● **Selected extract**
Thailand Under-21
- Nickname(s): ช้างศึก (The War Elephants)
- Association: Football Association of Thailand
- Confederation: AFC (Asia)
- Sub-confederation: AFF (Southeast Asia)
- Home stadium: Rajamangala Stadium
- FIFA code: THA
| First colours | Second colours | Third colours |

= Thailand national under-21 football team =

The Thailand national under-21 football team (ฟุตบอลทีมชาติไทยรุ่นอายุไม่เกิน 21 ปี, ), also known as the Thailand Pre-Olympic football team, is the national team for under 21 level represents Thailand in international under-21 football competitions. The squad is the feeder team for senior national football team and under 23 national football team. The team is managed by the Football Association of Thailand.

[Stored items from a collection]

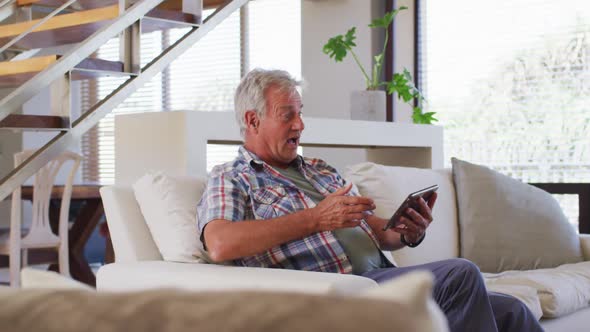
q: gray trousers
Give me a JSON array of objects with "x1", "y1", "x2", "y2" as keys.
[{"x1": 363, "y1": 258, "x2": 543, "y2": 332}]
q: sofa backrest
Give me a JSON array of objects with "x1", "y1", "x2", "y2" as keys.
[{"x1": 100, "y1": 186, "x2": 162, "y2": 262}]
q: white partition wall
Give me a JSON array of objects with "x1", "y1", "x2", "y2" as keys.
[{"x1": 115, "y1": 111, "x2": 443, "y2": 185}]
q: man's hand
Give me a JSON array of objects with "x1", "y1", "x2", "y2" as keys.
[
  {"x1": 392, "y1": 193, "x2": 437, "y2": 243},
  {"x1": 307, "y1": 183, "x2": 375, "y2": 232}
]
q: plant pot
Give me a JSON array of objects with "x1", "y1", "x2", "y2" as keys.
[{"x1": 350, "y1": 90, "x2": 387, "y2": 122}]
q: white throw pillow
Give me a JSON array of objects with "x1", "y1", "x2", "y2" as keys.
[
  {"x1": 133, "y1": 172, "x2": 207, "y2": 263},
  {"x1": 20, "y1": 267, "x2": 94, "y2": 291},
  {"x1": 344, "y1": 162, "x2": 459, "y2": 266},
  {"x1": 359, "y1": 271, "x2": 449, "y2": 332},
  {"x1": 451, "y1": 158, "x2": 582, "y2": 272}
]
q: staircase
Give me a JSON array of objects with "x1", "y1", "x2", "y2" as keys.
[{"x1": 0, "y1": 0, "x2": 248, "y2": 201}]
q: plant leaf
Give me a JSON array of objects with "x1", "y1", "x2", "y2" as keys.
[{"x1": 323, "y1": 27, "x2": 356, "y2": 62}]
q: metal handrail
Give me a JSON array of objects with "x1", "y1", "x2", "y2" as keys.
[
  {"x1": 0, "y1": 0, "x2": 249, "y2": 200},
  {"x1": 0, "y1": 0, "x2": 78, "y2": 54},
  {"x1": 0, "y1": 0, "x2": 164, "y2": 123}
]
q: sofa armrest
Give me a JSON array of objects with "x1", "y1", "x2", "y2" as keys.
[
  {"x1": 96, "y1": 261, "x2": 377, "y2": 293},
  {"x1": 580, "y1": 234, "x2": 590, "y2": 261}
]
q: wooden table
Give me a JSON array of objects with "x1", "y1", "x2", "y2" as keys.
[{"x1": 22, "y1": 184, "x2": 112, "y2": 286}]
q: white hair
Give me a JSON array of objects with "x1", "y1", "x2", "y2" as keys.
[{"x1": 234, "y1": 68, "x2": 301, "y2": 137}]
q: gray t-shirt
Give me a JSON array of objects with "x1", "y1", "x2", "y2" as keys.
[{"x1": 275, "y1": 165, "x2": 383, "y2": 275}]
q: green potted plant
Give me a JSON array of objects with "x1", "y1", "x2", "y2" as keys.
[{"x1": 323, "y1": 6, "x2": 438, "y2": 124}]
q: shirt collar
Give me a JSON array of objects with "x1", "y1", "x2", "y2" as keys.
[{"x1": 238, "y1": 145, "x2": 308, "y2": 170}]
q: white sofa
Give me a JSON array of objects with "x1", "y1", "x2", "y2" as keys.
[{"x1": 97, "y1": 168, "x2": 590, "y2": 331}]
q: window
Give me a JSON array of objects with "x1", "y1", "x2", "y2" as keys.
[
  {"x1": 81, "y1": 0, "x2": 301, "y2": 184},
  {"x1": 418, "y1": 0, "x2": 590, "y2": 228}
]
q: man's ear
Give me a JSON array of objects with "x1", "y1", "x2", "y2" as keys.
[{"x1": 245, "y1": 111, "x2": 260, "y2": 129}]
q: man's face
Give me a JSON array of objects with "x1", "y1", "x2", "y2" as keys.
[{"x1": 252, "y1": 86, "x2": 305, "y2": 168}]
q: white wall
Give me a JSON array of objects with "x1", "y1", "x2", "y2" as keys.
[{"x1": 301, "y1": 0, "x2": 414, "y2": 122}]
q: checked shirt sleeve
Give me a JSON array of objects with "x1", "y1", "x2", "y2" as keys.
[{"x1": 197, "y1": 173, "x2": 248, "y2": 232}]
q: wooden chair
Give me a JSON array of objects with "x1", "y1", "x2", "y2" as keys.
[{"x1": 0, "y1": 150, "x2": 82, "y2": 287}]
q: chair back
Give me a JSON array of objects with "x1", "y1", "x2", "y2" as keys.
[{"x1": 11, "y1": 150, "x2": 82, "y2": 247}]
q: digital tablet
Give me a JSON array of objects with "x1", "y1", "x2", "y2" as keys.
[{"x1": 383, "y1": 184, "x2": 438, "y2": 231}]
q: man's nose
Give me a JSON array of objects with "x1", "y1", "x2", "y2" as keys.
[
  {"x1": 293, "y1": 116, "x2": 305, "y2": 131},
  {"x1": 293, "y1": 116, "x2": 305, "y2": 131}
]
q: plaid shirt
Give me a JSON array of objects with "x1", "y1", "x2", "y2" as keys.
[{"x1": 197, "y1": 146, "x2": 379, "y2": 273}]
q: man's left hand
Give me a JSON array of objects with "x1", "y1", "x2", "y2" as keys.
[{"x1": 393, "y1": 193, "x2": 437, "y2": 243}]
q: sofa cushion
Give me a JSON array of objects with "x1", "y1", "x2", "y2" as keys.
[
  {"x1": 20, "y1": 267, "x2": 94, "y2": 290},
  {"x1": 0, "y1": 272, "x2": 448, "y2": 332},
  {"x1": 361, "y1": 271, "x2": 448, "y2": 331},
  {"x1": 484, "y1": 262, "x2": 590, "y2": 318},
  {"x1": 344, "y1": 162, "x2": 459, "y2": 266},
  {"x1": 133, "y1": 172, "x2": 206, "y2": 263},
  {"x1": 452, "y1": 158, "x2": 582, "y2": 272},
  {"x1": 486, "y1": 279, "x2": 543, "y2": 320}
]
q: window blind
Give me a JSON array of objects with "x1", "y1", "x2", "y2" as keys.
[{"x1": 418, "y1": 0, "x2": 590, "y2": 228}]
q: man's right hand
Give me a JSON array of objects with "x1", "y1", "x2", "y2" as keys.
[{"x1": 307, "y1": 183, "x2": 375, "y2": 232}]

● **Exercise task A**
According to the article on the Thailand under-21 team, what role does the under-21 squad play relative to Thailand's other national teams? Answer in one to three sentences.
● **Exercise task B**
Write the next part of the article on the Thailand under-21 team, picking up after its last sentence.

● **Task result A**
The under-21 squad is the feeder team for Thailand's senior national football team and its under-23 national team. It also represents Thailand in international under-21 competitions under the management of the Football Association of Thailand.

● **Task result B**
==Head coaches==

Thailand national under-21 football team head coaches
| Name | Country | Period | Honour |
| Worrawoot Srimaka | Thailand | 2016 | 2016 Nations Cup – Winners |
| Julián Marín Bazalo | Spain | 2017–2018 |  |
| Worrawoot Srimaka | Thailand | 2018 |  |
| Alexandre Gama | Brazil | 2018 | 2018 CFA Under-21 Football Tournament – 4th place |

==Competitive record==
===Exhibition game===

Exhibition game record
| Year | Tournament | Result | Position | GP | W | D* | L | GS | GA |
| 2016 | Malaysia Nations Cup | Champions | 1st | 2 | 2 | 0 | 0 | 4 | 1 |
| 2016 | Vietnam 2016 International U-21 Thanh Niên Newspaper Cup | Runner-up | 2nd | 4 | 3 | 0 | 1 | 10 | 4 |
| Total |  |  |  | 6 | 5 | 0 | 1 | 14 | 5 |

- Note
  - : Denotes draws including knockout matches decided on penalty kicks.

==Honours==
This is a list of honours for the Thailand national under-21 football team.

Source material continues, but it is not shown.